像 《阳光下的葡萄干》中的母亲一样,《晚安,妈妈》中的母亲也是霸道、专制的。母亲是家中的主宰,因为这是她的家。她对待成年的女儿杰西就像对待3岁的孩子。她安排着杰西的一切,“我认为你是我的”。她向杰西隐瞒了她的病情,让她一直以为是自己的失误导致了自己的疾病,从而让她一直生活在愧疚中。
剧中的母亲又是自私的,她让杰西时刻忙碌着,美其名曰是为了让她充实,从而没有时间想自己的痛苦;她向杰西隐瞒病情,美其名曰是为了保护自己的女儿。很明显她更多的是为了自己。她认为女儿和她是一体的,却从来都不理解杰西。简言之,女儿和母亲是生活在一个屋檐下的两个亲密的陌生人。两人对于生存的理解迥然不同。对于母亲,生存是一种惯性,无需思考,只要继续就可以了。当杰西意识到自己生活的空虚时和自我实现的缺失时,她看不到希望,更看不到未来。

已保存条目

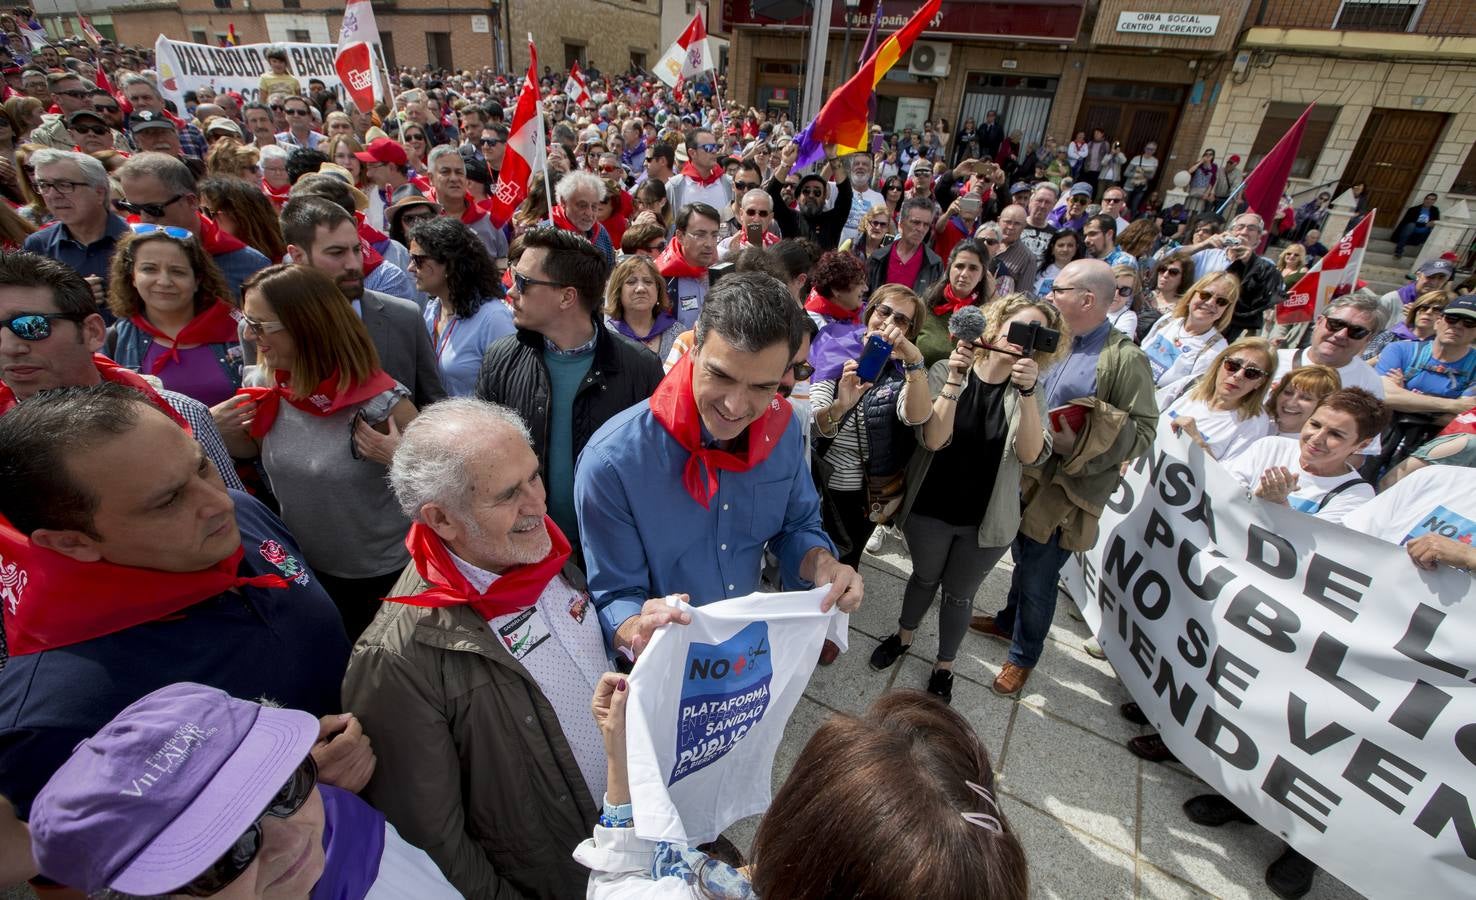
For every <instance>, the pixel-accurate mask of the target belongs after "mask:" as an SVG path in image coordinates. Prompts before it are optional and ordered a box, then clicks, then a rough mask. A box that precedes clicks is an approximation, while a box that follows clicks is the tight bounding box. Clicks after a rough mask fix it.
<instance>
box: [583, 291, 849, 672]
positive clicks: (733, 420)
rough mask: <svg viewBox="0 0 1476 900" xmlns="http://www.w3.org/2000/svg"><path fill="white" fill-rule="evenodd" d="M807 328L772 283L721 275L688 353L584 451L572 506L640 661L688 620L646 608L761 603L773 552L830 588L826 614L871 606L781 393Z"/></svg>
mask: <svg viewBox="0 0 1476 900" xmlns="http://www.w3.org/2000/svg"><path fill="white" fill-rule="evenodd" d="M803 322H804V314H803V311H801V310H800V307H799V304H796V302H794V300H793V298H791V297H790V292H788V288H785V286H784V283H782V282H779V280H778V279H775V277H773V276H769V274H762V273H741V274H735V276H728V277H725V279H723V280H722V282H720V283H719V285H717V286H716V288H713V292H711V294H708V295H707V302H706V304H703V313H701V316H700V317H698V320H697V329H695V330H697V333H695V345H694V348H692V353H691V354H689V356H688V357H685V359H683V360H682V361H680V363H677V364H676V366H675V367H673V369H672V372H670V373H667V376H666V379H664V381H663V382H661V385H660V387H658V388H657V391H655V394H654V395H652V397H651V400H648V401H646V403H641V404H638V406H633V407H630V409H627V410H626V412H623V413H620V415H618V416H615V418H614V419H611V420H610V422H607V423H605V425H604V428H601V429H599V431H598V432H595V437H593V438H590V441H589V444H587V446H586V447H584V453H583V454H582V456H580V457H579V465H577V468H576V472H574V509H576V512H577V513H579V525H580V539H582V541H583V544H584V559H586V562H587V568H589V589H590V593H592V596H593V600H595V608H596V609H598V611H599V618H601V624H602V626H604V629H605V636H607V639H610V642H611V645H613V646H614V649H617V651H621V652H626V654H627V655H630V657H633V655H635V654H638V652H639V651H641V648H644V646H645V642H646V640H649V637H651V633H652V631H654V630H655V629H657V627H658V626H661V624H664V623H666V621H670V620H673V618H679V614H677V612H676V609H675V608H672V606H667V603H666V599H648V598H666V596H670V595H685V598H683V599H688V600H689V602H691V603H692V605H698V606H701V605H704V603H714V602H717V600H723V599H728V598H737V596H744V595H748V593H753V592H756V590H757V589H759V575H760V568H762V565H763V549H765V546H768V547H769V549H770V550H772V552H773V555H775V556H776V558H778V561H779V571H781V574H782V577H784V584H785V586H787V587H800V586H810V584H827V583H828V584H830V586H831V589H830V593H828V595H827V596H825V599H824V602H822V608H824V609H830V608H831V606H832V605H835V603H838V605H840V608H841V609H843V611H846V612H850V611H855V609H856V608H858V606H859V605H861V599H862V583H861V575H859V574H856V570H853V568H850V567H849V565H843V564H840V562H838V561H837V559H835V555H834V553H835V547H834V544H831V540H830V539H828V537H827V536H825V531H824V528H822V527H821V509H819V496H818V494H816V491H815V484H813V481H810V474H809V469H807V468H806V465H804V454H806V451H807V449H806V446H804V440H803V437H801V435H800V428H797V426H796V425H794V422H793V415H791V412H790V407H788V403H785V401H784V400H781V398H778V397H776V395H775V391H776V390H778V388H779V384H781V382H782V381H784V376H785V373H787V370H788V367H790V361H791V360H793V359H794V353H796V351H797V350H799V348H800V344H801V339H803V335H804V323H803Z"/></svg>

练习任务:
1/ 请根据这段评论判断以下三项说法是否与之相符,每项回答“是”或“否”,并原样引出起决定作用的原文:(a) 母亲向杰西隐瞒了病情;(b) 母亲非常理解杰西;(c) 对于母亲,生存需要深入思考。
2/ 请返回这段评论中从“像 《阳光下的葡萄干》中的母”到“她看不到希望,更看不到未来。”的原文,一字不改。
这些记录是单独的材料,与这段评论没有关系。

参考答案:
1/
(a) 是:“她向杰西隐瞒了她的病情”
(b) 否:“却从来都不理解杰西”
(c) 否:“对于母亲,生存是一种惯性,无需思考,只要继续就可以了”

2/
像 《阳光下的葡萄干》中的母亲一样,《晚安,妈妈》中的母亲也是霸道、专制的。母亲是家中的主宰,因为这是她的家。她对待成年的女儿杰西就像对待3岁的孩子。她安排着杰西的一切,“我认为你是我的”。她向杰西隐瞒了她的病情,让她一直以为是自己的失误导致了自己的疾病,从而让她一直生活在愧疚中。
剧中的母亲又是自私的,她让杰西时刻忙碌着,美其名曰是为了让她充实,从而没有时间想自己的痛苦;她向杰西隐瞒病情,美其名曰是为了保护自己的女儿。很明显她更多的是为了自己。她认为女儿和她是一体的,却从来都不理解杰西。简言之,女儿和母亲是生活在一个屋檐下的两个亲密的陌生人。两人对于生存的理解迥然不同。对于母亲,生存是一种惯性,无需思考,只要继续就可以了。当杰西意识到自己生活的空虚时和自我实现的缺失时,她看不到希望,更看不到未来。